(WHAT YOU ARE ASKED TO DO) Write out every one of the records below, leaving each line as it stands.
>> start PROVIDED DATA
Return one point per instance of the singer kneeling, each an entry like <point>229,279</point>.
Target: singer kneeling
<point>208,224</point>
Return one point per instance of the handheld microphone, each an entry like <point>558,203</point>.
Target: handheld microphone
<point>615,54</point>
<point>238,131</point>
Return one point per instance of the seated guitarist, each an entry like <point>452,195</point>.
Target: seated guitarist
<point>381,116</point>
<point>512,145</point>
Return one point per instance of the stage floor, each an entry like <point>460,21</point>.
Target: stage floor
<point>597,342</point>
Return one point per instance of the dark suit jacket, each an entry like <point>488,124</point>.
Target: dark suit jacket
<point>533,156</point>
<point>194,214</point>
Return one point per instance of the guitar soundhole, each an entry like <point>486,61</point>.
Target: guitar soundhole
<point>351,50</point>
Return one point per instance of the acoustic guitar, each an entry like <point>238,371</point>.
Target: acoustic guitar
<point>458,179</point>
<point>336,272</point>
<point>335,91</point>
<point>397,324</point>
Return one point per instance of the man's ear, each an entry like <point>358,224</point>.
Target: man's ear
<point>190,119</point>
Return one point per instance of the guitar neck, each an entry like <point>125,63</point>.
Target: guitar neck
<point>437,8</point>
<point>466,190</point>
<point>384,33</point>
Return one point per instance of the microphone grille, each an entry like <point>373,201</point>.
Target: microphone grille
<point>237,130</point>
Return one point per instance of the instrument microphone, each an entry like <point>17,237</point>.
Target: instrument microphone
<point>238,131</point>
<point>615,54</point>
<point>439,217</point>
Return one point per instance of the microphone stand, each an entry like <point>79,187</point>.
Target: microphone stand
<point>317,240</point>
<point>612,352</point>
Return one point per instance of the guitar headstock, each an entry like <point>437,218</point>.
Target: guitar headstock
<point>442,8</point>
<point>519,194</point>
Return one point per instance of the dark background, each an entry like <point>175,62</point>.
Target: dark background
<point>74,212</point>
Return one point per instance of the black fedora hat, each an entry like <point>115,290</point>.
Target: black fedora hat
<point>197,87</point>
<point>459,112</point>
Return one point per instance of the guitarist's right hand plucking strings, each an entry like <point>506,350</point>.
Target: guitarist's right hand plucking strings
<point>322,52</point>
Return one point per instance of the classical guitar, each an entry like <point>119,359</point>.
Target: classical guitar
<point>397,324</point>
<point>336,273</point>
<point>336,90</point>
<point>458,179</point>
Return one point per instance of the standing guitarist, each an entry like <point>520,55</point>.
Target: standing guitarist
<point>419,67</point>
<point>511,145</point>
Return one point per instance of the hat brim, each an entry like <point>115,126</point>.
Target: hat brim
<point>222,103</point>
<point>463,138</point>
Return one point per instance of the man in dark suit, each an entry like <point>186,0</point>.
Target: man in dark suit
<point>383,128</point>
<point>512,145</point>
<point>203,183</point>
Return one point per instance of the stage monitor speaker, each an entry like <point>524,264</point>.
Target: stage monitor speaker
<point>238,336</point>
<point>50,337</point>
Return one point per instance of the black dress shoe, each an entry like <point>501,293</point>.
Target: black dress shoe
>> end PROVIDED DATA
(WRITTEN RESPONSE)
Return one point per instance of the singer kneeling, each an entry like <point>229,279</point>.
Target: singer kneeling
<point>208,224</point>
Return one point per instance of the handheld microphone, each an entry like <point>558,203</point>.
Target: handheld microphone
<point>615,54</point>
<point>238,131</point>
Return one point per instance of the seated guitarist, each an entry like <point>452,195</point>.
Target: seated guitarist
<point>381,116</point>
<point>512,145</point>
Return one point per instance of the stage floor, each an entry like <point>460,21</point>.
Target: stage floor
<point>597,342</point>
Return one point per instance of the dark suit jacket, each an entry like <point>488,124</point>.
Target: dark suit jacket
<point>533,156</point>
<point>194,214</point>
Return one point per instance of the guitar soundhole, each an entry like <point>486,61</point>.
Target: guitar soundhole
<point>351,50</point>
Return one point per instance of the acoustic guitar, each an entry like <point>238,371</point>.
Target: acoustic guitar
<point>458,179</point>
<point>336,272</point>
<point>335,91</point>
<point>397,324</point>
Return one point per instance of the man's ear, each an entry like <point>358,224</point>.
Target: man's ear
<point>190,119</point>
Return one point per instance of the guitar neck, each an entry like <point>125,63</point>.
Target: guitar neck
<point>437,8</point>
<point>466,190</point>
<point>384,33</point>
Return one point per instance of the microphone grille, each an entry like <point>373,201</point>.
Target: microphone grille
<point>237,130</point>
Return one point per instance of the instrument microphone, each an entry like <point>17,237</point>.
Target: instrument microphone
<point>238,131</point>
<point>615,54</point>
<point>439,217</point>
Return one point per instance of the microphone stand, each an entry like <point>79,187</point>.
Target: microphone stand
<point>317,240</point>
<point>612,352</point>
Return one point per instance of the guitar headstock, each an entry like <point>437,218</point>.
Target: guitar headstock
<point>442,8</point>
<point>519,194</point>
Return one point per instance of the dark background, each an entry like <point>175,62</point>.
Target: dark background
<point>74,212</point>
Return one point per instance of the black fedora hat, each an entry like <point>115,290</point>.
Target: black fedora hat
<point>197,87</point>
<point>459,112</point>
Return one point per instance of the guitarist's right hand plucking strings, each an entry like <point>506,350</point>.
Target: guitarist's right hand plucking strings
<point>322,52</point>
Return one point per instance of the classical guitar, each an entry like <point>119,359</point>.
Target: classical guitar
<point>397,324</point>
<point>336,273</point>
<point>336,90</point>
<point>458,179</point>
Return one point per instance of the standing guitarist, each an entry like <point>520,55</point>.
Target: standing guitarist
<point>419,67</point>
<point>511,145</point>
Return one point per instance of the hat brim, each an entry like <point>115,126</point>.
Target: hat brim
<point>222,103</point>
<point>463,138</point>
Return one point per instance of the man in dark suit, each an entry like <point>186,0</point>.
Target: man in dark suit
<point>383,128</point>
<point>512,145</point>
<point>203,183</point>
Return one point per instance of the stage monitor speaker, each an entry like <point>524,264</point>.
Target: stage monitor speaker
<point>238,336</point>
<point>50,337</point>
Return one point per instance of the black dress shoe, each an entry like <point>501,293</point>.
Target: black dress shoe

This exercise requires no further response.